### Instructions to follow
Duplicate the lines of the records below, starting with the line that contains "on the blonde" and going on through the end of the records, with nothing changed.

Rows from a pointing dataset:
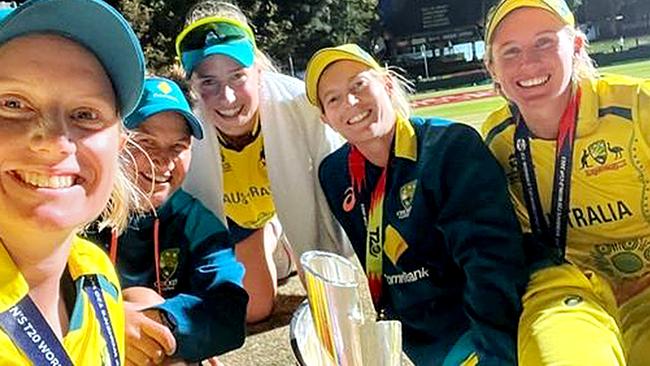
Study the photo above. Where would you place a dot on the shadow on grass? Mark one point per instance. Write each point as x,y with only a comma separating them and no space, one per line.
282,313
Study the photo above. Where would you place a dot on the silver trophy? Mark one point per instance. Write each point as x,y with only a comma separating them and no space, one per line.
333,329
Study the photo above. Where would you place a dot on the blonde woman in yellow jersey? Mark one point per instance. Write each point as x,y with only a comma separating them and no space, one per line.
575,148
70,70
257,167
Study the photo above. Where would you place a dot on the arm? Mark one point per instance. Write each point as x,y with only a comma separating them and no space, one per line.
210,319
483,237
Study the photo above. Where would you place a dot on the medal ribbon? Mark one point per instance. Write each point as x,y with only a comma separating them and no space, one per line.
555,232
374,226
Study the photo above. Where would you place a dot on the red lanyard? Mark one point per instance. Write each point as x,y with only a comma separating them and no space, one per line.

### Response below
Study the photo above. Where would you place a dot on the blonde woman in yellow jersey? Mark one point per instance. Write each point as x,y with only a comma separating them and no space, one per line.
575,148
70,70
257,167
Study the photo above. Where would you place a dot on the arm? Mark one point per instance. Write each point as x,y with only a comma separating them and no space, one per line.
210,319
483,237
Study the photo above. Where would you place a dot on the medal ribbon? Mark one point per instance. Write each point as x,y with only a comma separating them and no space, one per line.
555,232
374,226
Study the photo above. Where would you place a dot on the red lanyard? Mark one point per instance. Write each point as x,y with only a comma separating them and no space, one per line.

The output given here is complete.